### SUPPLIED INFORMATION ###
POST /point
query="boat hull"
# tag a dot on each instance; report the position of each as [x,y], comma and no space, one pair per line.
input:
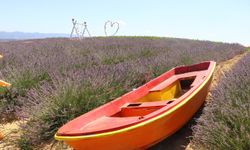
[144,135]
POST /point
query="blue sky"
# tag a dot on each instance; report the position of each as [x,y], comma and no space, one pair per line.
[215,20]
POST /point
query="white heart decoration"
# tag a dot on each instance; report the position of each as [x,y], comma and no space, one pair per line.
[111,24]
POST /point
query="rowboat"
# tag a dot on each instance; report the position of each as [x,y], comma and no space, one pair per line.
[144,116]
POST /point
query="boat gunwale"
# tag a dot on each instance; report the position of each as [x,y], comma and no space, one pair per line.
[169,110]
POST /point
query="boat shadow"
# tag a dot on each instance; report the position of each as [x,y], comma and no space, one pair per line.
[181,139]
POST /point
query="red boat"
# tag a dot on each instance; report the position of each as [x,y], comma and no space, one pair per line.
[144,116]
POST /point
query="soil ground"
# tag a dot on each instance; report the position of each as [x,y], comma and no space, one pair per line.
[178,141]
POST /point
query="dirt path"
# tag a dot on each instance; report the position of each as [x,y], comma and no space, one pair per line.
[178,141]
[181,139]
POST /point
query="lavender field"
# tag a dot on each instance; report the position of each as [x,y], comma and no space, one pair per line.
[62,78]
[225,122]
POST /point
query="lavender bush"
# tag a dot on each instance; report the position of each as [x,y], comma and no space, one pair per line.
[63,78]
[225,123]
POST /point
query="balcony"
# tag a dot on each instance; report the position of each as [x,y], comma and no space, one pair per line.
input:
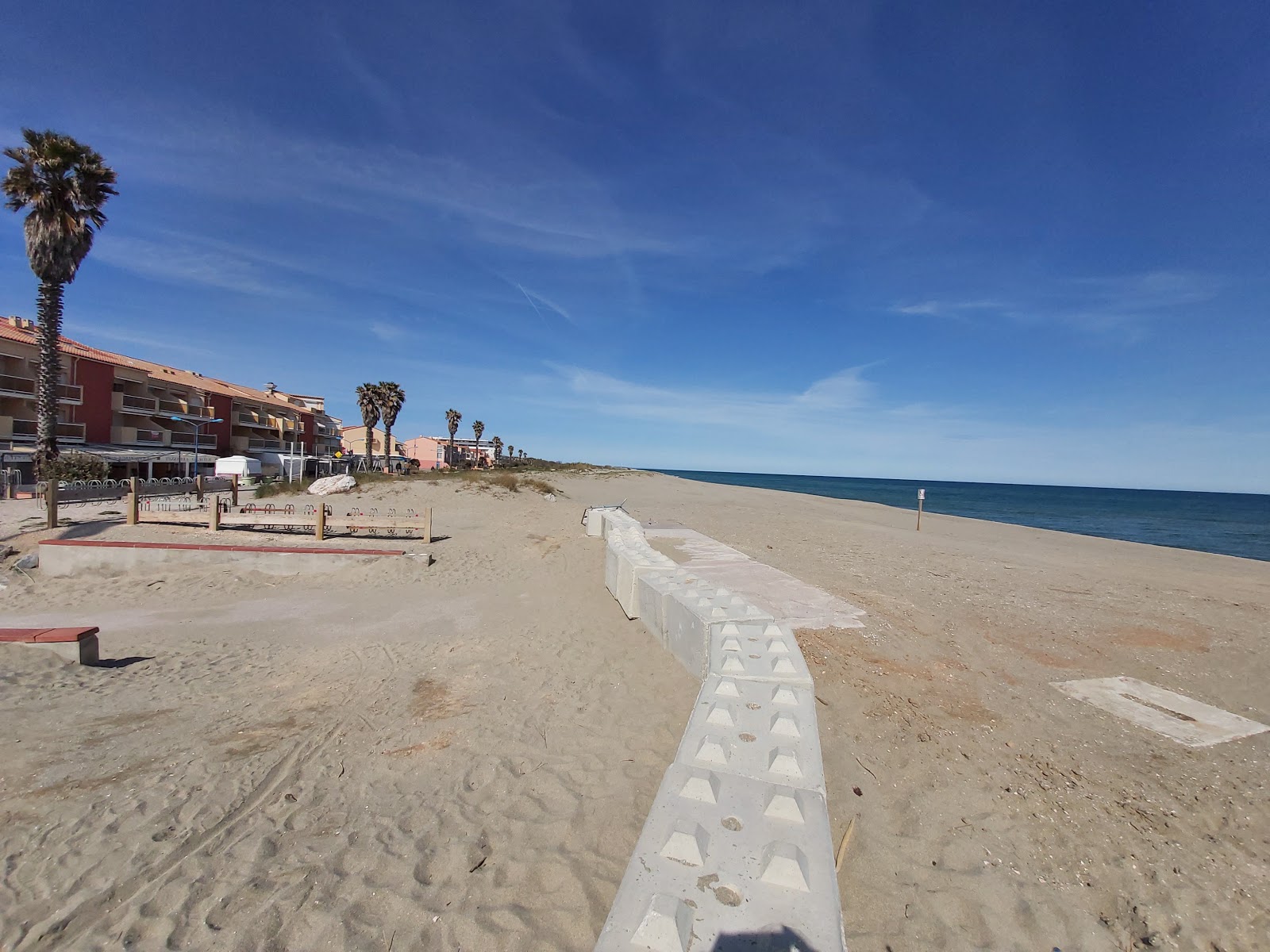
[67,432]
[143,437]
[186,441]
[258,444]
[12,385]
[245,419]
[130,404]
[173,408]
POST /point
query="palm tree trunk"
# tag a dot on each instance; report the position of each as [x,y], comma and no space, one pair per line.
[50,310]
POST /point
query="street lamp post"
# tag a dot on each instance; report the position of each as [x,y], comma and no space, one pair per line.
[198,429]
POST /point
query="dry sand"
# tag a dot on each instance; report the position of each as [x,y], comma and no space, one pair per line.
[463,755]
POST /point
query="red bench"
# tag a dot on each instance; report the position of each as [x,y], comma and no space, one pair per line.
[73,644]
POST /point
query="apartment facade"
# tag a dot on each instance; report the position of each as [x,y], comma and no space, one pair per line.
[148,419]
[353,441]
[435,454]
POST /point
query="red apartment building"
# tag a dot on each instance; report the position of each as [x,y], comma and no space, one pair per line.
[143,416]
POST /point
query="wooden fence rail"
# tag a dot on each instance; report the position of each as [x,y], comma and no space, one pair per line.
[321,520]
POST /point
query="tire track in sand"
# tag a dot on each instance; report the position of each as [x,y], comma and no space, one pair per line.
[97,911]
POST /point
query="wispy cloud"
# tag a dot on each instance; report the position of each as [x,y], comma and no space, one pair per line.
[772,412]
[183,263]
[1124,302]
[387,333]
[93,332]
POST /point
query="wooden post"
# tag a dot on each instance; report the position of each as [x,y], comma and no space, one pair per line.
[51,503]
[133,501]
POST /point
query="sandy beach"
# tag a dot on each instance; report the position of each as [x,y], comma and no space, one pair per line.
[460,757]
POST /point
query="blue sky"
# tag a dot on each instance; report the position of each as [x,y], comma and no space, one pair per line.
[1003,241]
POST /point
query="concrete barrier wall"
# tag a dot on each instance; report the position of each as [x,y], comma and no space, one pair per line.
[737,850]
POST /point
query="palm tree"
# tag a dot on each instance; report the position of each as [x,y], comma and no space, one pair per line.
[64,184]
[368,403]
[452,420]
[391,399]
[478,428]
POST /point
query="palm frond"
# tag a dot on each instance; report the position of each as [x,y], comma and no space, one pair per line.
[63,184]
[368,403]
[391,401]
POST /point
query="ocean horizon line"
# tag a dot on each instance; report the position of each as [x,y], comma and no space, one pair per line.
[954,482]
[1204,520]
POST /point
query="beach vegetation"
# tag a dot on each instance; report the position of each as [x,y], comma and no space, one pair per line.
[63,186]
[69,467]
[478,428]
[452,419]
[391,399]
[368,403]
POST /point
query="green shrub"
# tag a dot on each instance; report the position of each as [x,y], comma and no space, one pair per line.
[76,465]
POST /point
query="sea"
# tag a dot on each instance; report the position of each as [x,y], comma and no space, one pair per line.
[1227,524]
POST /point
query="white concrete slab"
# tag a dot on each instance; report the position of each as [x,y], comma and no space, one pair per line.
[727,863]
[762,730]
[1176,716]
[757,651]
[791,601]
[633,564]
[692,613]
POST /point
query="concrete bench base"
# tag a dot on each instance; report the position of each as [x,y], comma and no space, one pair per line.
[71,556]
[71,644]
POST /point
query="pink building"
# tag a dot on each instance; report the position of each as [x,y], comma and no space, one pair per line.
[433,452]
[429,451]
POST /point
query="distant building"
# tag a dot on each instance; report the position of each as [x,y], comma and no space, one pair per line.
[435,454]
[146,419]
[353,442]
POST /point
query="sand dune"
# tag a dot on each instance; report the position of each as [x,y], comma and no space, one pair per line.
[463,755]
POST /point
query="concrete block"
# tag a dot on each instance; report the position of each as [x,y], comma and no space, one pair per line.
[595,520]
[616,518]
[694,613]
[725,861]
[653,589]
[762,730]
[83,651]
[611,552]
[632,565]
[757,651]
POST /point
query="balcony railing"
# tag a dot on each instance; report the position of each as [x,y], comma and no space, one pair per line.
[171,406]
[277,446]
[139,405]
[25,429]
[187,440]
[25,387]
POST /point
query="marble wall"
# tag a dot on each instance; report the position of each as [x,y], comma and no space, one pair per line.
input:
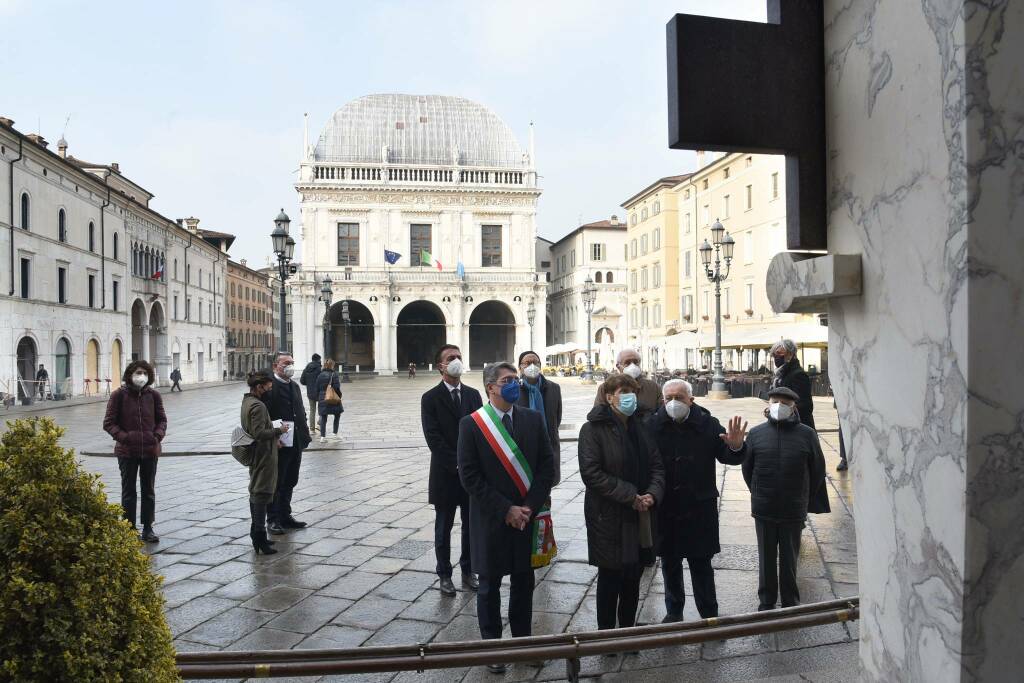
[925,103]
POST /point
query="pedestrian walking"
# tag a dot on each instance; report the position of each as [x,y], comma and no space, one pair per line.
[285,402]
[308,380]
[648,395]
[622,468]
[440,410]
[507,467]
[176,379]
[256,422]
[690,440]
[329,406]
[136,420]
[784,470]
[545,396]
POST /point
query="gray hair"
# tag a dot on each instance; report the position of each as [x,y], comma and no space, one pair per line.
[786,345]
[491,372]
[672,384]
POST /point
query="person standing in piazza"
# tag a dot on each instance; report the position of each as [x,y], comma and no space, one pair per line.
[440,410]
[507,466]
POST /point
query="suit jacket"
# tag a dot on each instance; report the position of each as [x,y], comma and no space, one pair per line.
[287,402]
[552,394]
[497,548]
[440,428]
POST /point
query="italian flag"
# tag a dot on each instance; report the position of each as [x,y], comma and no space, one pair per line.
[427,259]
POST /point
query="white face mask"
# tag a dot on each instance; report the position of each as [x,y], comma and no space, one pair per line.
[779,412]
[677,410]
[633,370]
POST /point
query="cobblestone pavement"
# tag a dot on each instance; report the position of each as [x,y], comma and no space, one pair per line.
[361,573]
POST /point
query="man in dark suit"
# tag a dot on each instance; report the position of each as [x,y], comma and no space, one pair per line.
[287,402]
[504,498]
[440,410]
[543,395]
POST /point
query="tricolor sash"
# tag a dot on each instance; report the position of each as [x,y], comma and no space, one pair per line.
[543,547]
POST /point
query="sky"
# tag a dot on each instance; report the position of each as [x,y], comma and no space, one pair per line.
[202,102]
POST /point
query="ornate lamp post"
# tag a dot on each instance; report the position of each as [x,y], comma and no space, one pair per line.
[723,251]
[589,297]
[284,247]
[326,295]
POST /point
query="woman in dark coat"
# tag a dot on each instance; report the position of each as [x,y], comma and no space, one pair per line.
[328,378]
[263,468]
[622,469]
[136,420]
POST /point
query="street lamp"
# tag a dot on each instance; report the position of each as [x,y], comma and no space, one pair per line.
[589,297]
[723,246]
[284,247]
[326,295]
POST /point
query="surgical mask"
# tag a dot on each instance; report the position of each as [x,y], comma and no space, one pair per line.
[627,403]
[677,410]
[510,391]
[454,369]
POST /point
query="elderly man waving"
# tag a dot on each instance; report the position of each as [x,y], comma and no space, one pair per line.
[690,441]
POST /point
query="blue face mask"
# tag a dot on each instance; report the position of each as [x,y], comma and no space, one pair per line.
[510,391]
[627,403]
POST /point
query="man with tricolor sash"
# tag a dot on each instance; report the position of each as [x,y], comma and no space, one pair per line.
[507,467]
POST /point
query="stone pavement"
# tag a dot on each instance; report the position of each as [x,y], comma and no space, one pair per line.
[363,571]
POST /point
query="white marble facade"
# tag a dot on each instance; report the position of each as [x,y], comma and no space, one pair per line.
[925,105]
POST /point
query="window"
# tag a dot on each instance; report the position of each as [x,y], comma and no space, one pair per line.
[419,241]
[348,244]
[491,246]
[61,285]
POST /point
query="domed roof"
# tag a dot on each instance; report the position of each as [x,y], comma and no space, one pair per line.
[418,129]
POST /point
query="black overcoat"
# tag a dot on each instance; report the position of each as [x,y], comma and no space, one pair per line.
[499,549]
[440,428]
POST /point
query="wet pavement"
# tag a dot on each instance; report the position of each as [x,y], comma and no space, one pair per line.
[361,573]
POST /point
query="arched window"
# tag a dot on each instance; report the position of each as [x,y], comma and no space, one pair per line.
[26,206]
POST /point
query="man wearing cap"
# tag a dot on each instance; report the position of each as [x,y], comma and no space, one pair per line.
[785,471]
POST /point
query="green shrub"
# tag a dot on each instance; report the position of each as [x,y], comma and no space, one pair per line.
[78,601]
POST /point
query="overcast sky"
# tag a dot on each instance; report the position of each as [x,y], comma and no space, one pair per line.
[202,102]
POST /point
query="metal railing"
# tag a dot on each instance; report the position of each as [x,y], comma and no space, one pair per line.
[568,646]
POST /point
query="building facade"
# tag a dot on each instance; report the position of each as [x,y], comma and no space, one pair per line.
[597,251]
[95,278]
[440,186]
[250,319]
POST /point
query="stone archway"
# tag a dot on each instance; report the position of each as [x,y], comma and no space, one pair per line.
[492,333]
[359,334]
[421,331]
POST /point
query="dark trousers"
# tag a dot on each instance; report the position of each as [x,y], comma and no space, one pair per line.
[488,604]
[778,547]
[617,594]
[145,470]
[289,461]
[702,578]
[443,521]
###
● THE TASK
Find each line above that contains "railing", and copy those lines.

● EXERCISE RESULT
query="balcony railing"
query="metal railing"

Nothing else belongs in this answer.